BRIEF >> Show each line in the listing below that contains the word "honda".

LISTED ENTRIES >>
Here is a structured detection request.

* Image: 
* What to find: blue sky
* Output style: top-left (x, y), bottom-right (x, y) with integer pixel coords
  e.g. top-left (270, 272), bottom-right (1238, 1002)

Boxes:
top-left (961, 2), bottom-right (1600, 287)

--

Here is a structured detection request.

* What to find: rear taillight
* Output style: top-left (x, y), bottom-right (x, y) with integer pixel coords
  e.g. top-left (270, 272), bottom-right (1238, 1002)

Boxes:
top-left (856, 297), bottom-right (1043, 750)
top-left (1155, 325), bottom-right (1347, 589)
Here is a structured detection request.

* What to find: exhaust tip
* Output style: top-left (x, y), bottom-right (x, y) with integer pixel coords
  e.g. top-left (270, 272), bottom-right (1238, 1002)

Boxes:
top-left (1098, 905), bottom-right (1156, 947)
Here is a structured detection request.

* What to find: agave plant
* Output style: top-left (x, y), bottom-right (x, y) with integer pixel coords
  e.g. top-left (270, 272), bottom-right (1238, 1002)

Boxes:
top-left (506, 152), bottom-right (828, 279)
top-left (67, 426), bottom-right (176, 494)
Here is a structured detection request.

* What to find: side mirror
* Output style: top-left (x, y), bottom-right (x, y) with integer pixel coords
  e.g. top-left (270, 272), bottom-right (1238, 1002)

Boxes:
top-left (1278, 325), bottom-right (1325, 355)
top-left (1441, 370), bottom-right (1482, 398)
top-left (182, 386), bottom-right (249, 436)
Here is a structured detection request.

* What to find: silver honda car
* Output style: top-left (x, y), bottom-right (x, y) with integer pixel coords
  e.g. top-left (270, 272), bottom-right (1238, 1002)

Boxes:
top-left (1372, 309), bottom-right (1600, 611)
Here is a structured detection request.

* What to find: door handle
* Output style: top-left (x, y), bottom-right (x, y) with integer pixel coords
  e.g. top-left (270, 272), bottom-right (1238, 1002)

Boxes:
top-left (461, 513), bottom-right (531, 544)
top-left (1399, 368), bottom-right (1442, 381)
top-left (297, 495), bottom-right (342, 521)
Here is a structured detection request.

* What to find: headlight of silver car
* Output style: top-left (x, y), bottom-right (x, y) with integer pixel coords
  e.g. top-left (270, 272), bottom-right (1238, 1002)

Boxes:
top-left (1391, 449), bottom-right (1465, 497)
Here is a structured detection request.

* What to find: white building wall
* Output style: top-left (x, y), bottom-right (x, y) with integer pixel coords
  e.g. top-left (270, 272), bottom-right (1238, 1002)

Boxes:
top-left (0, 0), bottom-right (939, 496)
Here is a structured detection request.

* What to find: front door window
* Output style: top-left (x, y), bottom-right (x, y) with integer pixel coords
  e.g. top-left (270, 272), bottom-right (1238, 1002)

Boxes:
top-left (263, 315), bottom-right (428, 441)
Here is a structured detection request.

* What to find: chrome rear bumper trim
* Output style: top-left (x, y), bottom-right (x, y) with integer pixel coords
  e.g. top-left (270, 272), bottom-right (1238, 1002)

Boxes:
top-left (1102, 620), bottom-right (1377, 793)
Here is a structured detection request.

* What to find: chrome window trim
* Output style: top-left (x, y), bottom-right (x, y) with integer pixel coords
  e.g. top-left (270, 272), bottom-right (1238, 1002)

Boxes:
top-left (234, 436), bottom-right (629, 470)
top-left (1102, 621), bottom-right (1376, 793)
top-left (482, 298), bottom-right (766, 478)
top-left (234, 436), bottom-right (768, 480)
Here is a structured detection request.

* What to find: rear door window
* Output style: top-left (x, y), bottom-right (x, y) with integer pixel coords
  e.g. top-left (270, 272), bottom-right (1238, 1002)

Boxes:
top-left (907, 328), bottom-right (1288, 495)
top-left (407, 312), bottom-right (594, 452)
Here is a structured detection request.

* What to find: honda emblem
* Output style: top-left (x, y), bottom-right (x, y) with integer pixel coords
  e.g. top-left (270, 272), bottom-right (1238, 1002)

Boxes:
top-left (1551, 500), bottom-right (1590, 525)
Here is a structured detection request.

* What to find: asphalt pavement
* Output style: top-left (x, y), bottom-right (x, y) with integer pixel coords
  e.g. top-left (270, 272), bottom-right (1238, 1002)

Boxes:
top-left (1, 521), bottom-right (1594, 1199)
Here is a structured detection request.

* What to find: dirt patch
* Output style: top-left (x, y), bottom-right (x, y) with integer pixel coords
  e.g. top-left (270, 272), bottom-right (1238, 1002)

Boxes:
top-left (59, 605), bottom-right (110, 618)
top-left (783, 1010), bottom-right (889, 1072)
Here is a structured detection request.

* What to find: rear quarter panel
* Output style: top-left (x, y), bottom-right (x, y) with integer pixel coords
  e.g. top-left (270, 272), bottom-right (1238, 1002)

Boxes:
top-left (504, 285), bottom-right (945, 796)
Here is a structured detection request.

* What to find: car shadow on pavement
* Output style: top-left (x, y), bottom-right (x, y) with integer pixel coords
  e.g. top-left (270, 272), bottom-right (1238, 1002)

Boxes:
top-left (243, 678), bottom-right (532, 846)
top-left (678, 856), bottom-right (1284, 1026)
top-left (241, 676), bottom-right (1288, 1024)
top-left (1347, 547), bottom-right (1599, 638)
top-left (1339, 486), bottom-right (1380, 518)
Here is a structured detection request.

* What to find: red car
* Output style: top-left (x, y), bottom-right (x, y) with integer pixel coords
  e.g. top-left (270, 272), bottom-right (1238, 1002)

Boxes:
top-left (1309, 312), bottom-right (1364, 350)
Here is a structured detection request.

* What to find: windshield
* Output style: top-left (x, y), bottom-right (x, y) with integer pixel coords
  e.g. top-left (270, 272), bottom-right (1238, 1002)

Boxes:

REPLY TO THE EXERCISE >>
* What to find: silver honda car
* What to find: honda emblem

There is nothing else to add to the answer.